▼▼▼

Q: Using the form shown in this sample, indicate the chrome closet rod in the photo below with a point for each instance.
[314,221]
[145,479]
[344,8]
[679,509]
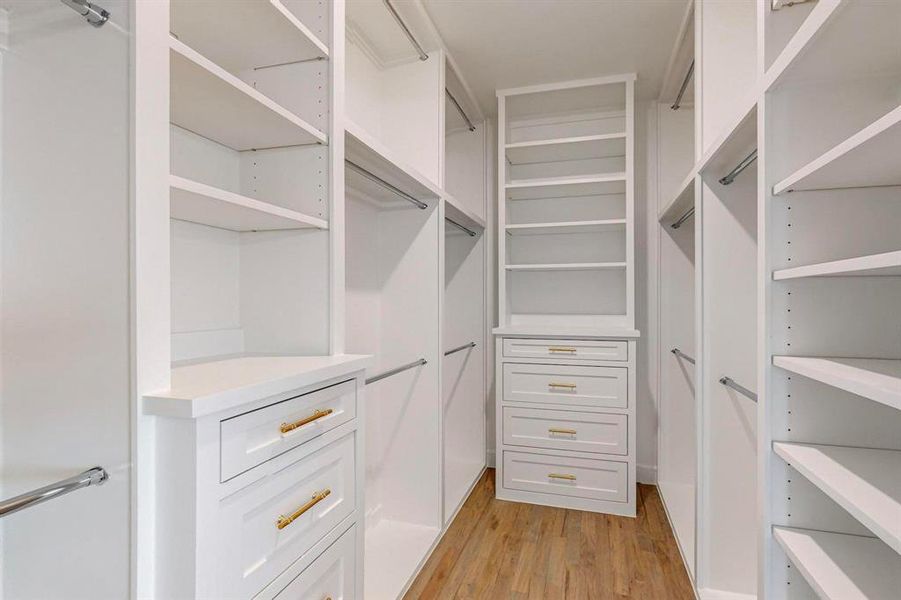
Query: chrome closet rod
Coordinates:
[729,382]
[459,348]
[395,371]
[407,32]
[373,177]
[744,164]
[93,476]
[460,109]
[460,227]
[678,102]
[681,354]
[93,14]
[688,214]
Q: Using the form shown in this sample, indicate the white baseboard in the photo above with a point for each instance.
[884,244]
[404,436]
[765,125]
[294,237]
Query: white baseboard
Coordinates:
[646,474]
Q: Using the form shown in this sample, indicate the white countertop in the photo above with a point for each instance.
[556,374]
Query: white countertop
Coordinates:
[209,387]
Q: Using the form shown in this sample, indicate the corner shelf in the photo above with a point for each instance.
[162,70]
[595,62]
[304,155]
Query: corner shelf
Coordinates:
[863,481]
[570,148]
[873,378]
[842,567]
[200,203]
[886,264]
[247,35]
[211,102]
[869,158]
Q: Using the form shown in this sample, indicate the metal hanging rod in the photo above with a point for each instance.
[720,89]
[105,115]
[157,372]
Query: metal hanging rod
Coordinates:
[744,164]
[688,214]
[407,32]
[678,103]
[397,370]
[682,355]
[460,227]
[460,109]
[460,348]
[93,14]
[373,177]
[93,476]
[729,382]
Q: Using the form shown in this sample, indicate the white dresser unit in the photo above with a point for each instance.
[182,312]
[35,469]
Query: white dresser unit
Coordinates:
[566,344]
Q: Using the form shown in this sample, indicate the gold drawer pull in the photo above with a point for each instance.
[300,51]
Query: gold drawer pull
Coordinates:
[569,386]
[286,427]
[284,521]
[559,430]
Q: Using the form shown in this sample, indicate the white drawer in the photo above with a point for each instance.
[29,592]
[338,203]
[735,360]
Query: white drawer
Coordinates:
[255,437]
[566,385]
[571,349]
[330,576]
[566,430]
[564,476]
[259,535]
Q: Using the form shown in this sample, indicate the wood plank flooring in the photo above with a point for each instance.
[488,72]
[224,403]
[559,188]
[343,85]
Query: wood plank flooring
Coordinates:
[507,550]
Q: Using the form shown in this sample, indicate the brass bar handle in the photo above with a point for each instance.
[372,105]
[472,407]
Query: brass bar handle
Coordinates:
[284,521]
[286,427]
[560,430]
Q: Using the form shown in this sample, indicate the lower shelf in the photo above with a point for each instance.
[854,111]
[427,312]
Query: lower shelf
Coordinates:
[842,567]
[394,550]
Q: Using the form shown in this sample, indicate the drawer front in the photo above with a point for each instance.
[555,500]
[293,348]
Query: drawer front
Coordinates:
[566,385]
[253,438]
[571,349]
[564,476]
[566,430]
[330,576]
[271,523]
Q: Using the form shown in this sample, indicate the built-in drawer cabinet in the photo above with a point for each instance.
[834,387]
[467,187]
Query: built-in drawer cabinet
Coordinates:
[599,350]
[566,385]
[330,576]
[252,438]
[269,524]
[566,476]
[566,430]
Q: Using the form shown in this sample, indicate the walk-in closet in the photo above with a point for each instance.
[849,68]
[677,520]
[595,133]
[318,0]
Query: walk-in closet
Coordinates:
[434,299]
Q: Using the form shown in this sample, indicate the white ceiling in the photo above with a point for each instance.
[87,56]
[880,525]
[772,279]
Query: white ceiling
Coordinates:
[510,43]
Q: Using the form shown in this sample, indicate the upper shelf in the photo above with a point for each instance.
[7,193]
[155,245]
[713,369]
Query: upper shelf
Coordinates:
[863,481]
[244,35]
[211,102]
[842,567]
[566,187]
[572,148]
[200,203]
[868,158]
[873,378]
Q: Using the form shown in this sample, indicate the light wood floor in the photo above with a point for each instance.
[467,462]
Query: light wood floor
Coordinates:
[507,550]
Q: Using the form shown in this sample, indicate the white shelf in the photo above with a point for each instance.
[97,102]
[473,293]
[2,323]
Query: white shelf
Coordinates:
[599,226]
[239,36]
[873,378]
[887,264]
[842,567]
[200,203]
[567,267]
[870,157]
[209,101]
[207,387]
[564,187]
[863,481]
[572,148]
[367,152]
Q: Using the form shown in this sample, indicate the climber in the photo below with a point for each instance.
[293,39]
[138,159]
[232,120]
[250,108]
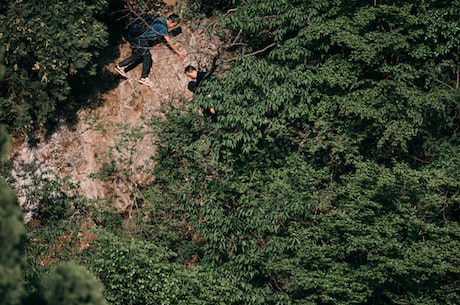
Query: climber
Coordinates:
[140,45]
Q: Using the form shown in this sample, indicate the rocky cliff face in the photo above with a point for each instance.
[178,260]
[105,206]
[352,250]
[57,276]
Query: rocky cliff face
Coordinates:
[74,154]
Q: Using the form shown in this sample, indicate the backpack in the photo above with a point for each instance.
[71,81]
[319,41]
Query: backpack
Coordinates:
[140,26]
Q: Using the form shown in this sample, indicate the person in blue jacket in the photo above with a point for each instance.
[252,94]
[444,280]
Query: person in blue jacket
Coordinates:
[140,46]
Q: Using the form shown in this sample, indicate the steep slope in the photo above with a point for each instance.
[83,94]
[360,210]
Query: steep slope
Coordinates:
[99,135]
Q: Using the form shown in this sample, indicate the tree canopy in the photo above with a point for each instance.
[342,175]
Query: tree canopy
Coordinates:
[330,176]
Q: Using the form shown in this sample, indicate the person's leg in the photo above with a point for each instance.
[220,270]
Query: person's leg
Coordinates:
[136,55]
[146,63]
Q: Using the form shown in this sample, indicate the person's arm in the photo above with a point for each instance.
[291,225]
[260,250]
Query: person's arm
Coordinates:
[169,41]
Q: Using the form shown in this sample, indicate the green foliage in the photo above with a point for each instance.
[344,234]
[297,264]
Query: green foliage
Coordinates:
[329,176]
[68,283]
[12,237]
[138,272]
[46,44]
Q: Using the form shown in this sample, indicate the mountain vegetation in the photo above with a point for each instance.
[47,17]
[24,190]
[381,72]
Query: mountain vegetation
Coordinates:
[331,175]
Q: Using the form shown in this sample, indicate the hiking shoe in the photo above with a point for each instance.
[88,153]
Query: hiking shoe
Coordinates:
[146,81]
[121,71]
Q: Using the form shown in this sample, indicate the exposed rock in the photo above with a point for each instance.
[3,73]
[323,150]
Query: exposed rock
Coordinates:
[81,151]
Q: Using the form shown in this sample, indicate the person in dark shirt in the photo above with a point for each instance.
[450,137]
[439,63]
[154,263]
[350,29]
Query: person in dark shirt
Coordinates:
[141,48]
[197,78]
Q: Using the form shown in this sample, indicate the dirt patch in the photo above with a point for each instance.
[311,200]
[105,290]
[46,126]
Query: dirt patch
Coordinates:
[79,152]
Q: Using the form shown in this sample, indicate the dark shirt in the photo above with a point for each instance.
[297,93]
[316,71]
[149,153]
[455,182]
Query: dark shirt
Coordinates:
[199,78]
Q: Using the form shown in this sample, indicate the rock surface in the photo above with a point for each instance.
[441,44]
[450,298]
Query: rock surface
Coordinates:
[78,152]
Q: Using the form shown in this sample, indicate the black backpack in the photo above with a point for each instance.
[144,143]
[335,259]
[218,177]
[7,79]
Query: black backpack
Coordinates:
[141,25]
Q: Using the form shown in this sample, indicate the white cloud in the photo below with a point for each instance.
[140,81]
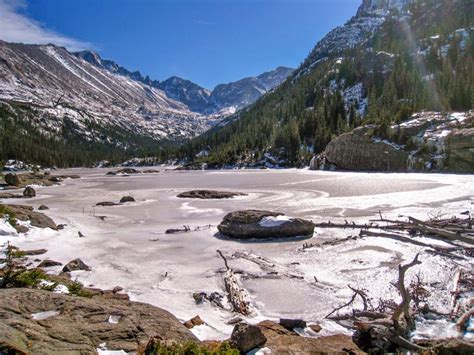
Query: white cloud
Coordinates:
[17,27]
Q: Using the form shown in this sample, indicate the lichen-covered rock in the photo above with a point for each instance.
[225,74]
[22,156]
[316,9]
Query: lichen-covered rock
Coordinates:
[263,225]
[358,151]
[42,322]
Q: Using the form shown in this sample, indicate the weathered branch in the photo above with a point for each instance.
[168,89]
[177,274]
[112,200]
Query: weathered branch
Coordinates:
[404,307]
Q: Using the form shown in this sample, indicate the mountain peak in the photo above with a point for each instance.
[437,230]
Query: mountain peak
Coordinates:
[371,6]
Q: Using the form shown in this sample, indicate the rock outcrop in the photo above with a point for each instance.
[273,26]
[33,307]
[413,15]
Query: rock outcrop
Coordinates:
[75,265]
[26,213]
[460,151]
[43,322]
[263,225]
[358,151]
[12,179]
[428,141]
[29,192]
[209,194]
[283,341]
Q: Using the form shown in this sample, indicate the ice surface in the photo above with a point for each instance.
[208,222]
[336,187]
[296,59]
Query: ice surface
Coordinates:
[165,273]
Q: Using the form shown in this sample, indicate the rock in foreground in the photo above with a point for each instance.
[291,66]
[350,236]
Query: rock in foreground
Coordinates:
[282,341]
[42,322]
[263,225]
[209,194]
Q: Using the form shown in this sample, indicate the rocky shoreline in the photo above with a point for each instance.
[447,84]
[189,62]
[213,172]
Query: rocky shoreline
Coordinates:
[39,306]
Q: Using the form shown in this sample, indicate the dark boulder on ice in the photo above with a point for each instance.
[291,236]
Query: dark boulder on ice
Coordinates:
[36,219]
[246,337]
[263,225]
[29,192]
[43,322]
[283,341]
[49,263]
[75,265]
[209,194]
[12,179]
[125,199]
[124,171]
[106,204]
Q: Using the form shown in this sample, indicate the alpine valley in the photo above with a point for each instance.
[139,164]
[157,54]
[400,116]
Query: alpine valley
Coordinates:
[392,89]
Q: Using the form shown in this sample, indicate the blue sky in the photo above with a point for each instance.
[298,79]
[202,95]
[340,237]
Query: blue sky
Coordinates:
[206,41]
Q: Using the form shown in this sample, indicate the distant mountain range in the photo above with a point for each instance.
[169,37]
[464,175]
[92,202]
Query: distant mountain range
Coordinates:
[224,98]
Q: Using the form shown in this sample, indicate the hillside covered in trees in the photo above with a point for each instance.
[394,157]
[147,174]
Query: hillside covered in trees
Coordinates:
[404,60]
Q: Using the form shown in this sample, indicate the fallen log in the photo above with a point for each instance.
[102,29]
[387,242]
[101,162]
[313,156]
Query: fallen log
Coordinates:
[238,296]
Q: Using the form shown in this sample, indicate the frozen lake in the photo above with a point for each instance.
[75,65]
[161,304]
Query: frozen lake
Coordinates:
[166,272]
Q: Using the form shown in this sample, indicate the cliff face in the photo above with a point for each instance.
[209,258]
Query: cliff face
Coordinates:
[428,141]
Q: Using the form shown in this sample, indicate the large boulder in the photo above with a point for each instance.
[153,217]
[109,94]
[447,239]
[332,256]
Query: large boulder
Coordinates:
[75,265]
[209,194]
[263,225]
[12,179]
[246,337]
[125,199]
[460,151]
[358,151]
[26,213]
[29,192]
[42,322]
[283,341]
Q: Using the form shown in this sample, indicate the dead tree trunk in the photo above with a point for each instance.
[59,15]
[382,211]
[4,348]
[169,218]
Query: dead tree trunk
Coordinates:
[238,296]
[403,309]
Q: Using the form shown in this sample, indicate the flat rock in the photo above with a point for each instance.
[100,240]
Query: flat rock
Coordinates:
[209,194]
[107,204]
[282,341]
[246,337]
[29,192]
[263,225]
[12,179]
[77,325]
[37,219]
[125,199]
[49,263]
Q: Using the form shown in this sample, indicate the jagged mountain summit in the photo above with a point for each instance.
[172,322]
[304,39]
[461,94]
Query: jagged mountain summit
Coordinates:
[390,62]
[224,99]
[62,86]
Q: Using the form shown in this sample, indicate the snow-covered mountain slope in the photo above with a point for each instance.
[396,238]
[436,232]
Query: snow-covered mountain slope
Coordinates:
[246,91]
[224,99]
[65,85]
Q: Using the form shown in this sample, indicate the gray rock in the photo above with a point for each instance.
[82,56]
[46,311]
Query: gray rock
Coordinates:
[49,263]
[78,325]
[76,264]
[246,337]
[29,192]
[357,151]
[12,179]
[291,324]
[246,225]
[125,199]
[209,194]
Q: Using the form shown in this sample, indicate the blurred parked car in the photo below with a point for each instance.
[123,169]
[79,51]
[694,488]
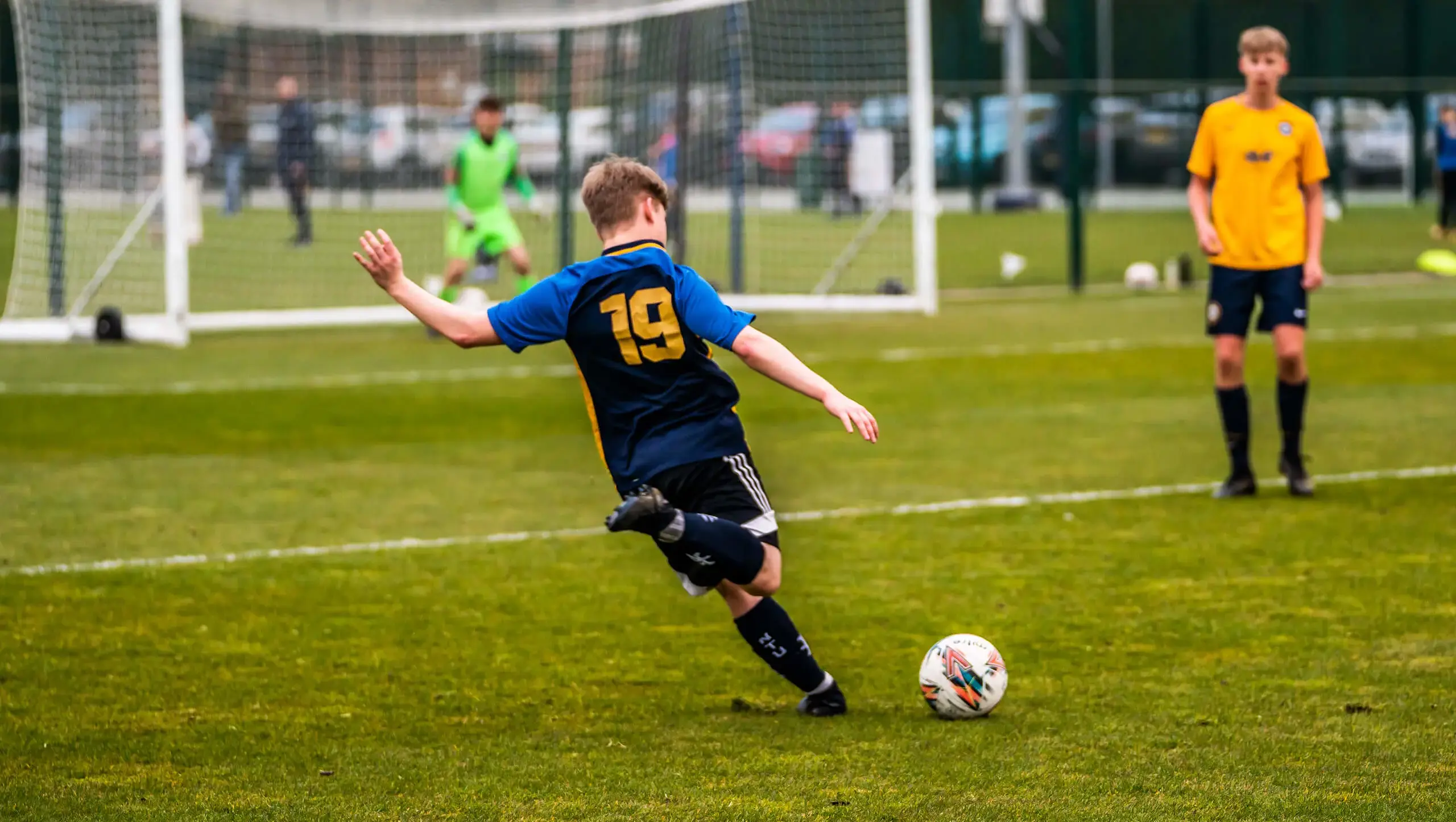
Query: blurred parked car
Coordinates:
[537,131]
[779,137]
[1378,140]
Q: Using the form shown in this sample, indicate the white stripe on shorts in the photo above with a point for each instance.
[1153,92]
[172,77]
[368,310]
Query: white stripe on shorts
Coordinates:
[740,466]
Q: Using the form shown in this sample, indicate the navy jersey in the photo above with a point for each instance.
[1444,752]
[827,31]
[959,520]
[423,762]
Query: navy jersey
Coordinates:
[637,325]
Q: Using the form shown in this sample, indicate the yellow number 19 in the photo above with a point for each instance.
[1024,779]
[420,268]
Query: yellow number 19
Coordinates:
[631,322]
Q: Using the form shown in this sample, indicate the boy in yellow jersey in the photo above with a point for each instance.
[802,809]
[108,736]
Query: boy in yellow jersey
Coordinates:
[1263,229]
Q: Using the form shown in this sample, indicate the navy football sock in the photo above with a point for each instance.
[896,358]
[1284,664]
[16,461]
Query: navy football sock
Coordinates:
[1292,415]
[1234,408]
[774,638]
[718,545]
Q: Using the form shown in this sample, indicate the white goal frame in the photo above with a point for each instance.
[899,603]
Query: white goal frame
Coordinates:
[177,323]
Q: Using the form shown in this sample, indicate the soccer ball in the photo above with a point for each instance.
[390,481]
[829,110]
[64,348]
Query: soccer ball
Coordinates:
[963,677]
[1140,277]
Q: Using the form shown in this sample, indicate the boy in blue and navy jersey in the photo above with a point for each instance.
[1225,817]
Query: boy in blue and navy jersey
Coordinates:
[661,409]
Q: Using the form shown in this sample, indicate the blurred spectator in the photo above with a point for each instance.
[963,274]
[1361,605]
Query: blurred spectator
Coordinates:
[296,153]
[230,126]
[1446,163]
[663,157]
[836,140]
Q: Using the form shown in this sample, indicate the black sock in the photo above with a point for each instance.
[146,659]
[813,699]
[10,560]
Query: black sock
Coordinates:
[721,546]
[774,638]
[1292,415]
[1234,408]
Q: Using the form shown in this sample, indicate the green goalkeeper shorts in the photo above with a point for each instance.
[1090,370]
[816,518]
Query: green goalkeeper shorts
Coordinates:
[495,230]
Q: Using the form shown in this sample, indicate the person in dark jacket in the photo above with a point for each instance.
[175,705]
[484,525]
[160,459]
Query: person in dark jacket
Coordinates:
[836,142]
[230,126]
[296,152]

▲▲▲

#### Your objective:
Search the listing above for lines containing "valley", and copy them.

#### Response box:
Q: Using the form shown in this sample, indicate the alpine valley in the photo above with a point for each instance.
Query: alpine valley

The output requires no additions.